-- Task to complete --
Copy out the items below word for word, from the line containing "the car wheel" to the line containing "[[196, 59]]", including both of those lines.

-- Given records --
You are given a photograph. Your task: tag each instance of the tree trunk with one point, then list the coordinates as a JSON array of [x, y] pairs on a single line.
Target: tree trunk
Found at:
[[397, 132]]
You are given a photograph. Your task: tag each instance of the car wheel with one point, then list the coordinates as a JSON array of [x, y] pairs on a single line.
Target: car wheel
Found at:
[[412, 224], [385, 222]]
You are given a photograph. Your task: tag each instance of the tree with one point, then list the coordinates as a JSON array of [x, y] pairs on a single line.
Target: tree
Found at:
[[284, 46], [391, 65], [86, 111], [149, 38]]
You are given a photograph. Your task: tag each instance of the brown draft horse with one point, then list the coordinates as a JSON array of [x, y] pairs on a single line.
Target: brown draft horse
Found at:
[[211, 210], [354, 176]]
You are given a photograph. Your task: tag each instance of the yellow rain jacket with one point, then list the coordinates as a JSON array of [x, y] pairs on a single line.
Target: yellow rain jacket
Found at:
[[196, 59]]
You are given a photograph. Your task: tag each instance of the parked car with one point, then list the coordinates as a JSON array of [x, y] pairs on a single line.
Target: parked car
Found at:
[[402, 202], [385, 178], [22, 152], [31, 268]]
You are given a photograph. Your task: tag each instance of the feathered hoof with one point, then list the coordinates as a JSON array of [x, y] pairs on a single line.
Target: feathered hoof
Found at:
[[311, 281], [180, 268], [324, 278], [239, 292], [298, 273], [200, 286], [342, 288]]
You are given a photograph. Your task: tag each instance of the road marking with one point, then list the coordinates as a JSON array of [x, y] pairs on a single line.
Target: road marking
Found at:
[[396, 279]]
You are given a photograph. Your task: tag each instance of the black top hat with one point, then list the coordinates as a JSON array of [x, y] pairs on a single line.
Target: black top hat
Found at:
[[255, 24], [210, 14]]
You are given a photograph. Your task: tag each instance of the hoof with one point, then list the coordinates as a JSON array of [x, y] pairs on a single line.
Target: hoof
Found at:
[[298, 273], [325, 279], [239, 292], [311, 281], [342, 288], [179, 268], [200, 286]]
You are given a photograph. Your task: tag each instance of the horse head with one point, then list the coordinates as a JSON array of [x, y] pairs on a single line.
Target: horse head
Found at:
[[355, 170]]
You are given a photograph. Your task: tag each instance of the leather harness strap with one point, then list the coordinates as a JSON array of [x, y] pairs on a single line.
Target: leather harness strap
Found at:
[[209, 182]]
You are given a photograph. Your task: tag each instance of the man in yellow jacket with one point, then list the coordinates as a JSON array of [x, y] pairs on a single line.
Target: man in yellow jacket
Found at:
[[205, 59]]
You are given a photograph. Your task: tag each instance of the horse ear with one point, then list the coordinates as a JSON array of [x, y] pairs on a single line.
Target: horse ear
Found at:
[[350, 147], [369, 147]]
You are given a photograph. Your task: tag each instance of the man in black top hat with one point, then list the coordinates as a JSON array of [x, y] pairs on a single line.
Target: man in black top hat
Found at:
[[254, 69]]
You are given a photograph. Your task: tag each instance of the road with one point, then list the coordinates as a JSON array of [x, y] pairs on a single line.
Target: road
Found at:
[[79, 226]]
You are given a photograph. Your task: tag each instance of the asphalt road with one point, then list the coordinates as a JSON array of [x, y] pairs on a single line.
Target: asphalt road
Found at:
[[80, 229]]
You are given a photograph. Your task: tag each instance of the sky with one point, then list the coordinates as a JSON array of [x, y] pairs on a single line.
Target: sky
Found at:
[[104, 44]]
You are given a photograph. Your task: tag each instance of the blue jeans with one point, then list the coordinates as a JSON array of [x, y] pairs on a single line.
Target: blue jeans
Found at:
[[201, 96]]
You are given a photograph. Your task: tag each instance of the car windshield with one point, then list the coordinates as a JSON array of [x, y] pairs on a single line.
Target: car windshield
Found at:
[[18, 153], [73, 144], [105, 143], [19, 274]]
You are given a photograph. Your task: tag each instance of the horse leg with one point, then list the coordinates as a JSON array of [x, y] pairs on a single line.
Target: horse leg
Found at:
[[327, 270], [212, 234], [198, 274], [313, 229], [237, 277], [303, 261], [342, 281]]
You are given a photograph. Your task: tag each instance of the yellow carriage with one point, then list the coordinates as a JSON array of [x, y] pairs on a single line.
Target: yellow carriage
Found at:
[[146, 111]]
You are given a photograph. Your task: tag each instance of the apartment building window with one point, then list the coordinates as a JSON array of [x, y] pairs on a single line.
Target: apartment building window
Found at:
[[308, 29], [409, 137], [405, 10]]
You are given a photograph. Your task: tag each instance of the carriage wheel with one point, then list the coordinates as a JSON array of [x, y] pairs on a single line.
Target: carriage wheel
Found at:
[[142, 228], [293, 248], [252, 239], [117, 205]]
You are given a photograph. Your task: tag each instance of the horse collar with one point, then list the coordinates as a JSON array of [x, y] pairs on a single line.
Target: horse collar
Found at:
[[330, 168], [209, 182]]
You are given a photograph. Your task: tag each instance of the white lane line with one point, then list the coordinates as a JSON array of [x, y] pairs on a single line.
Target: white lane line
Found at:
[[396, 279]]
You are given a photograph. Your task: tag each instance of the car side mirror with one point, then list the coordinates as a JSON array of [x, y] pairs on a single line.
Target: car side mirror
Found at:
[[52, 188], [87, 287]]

-- Completed exercise --
You are given a photograph. Your task: tag each instance of the car wheel with one point, then list the coordinates as a JSON array of [x, y] pairs on a single line.
Target: car wheel
Found at:
[[412, 224], [385, 222]]
You are given a photograph. Your task: tag each instance of the tree with one point, then list the coordinates as a JSON array of [x, y] pairs on a single line.
Target: tree
Found at:
[[284, 46], [391, 65], [86, 111], [149, 38]]
You are given a photograph. Your task: tag each instance of the brown draft horse with one point, then list the coordinates as a JSON array of [x, y] pairs on a single line.
Target: brown draft horse
Found at:
[[211, 210], [354, 176]]
You are given a photograph. Your task: tag each instance of the yellow rain jacket with one point, then list the coordinates as a JSON array of [x, y] pairs on a single line.
Target: yellow rain jacket
Found at:
[[196, 59]]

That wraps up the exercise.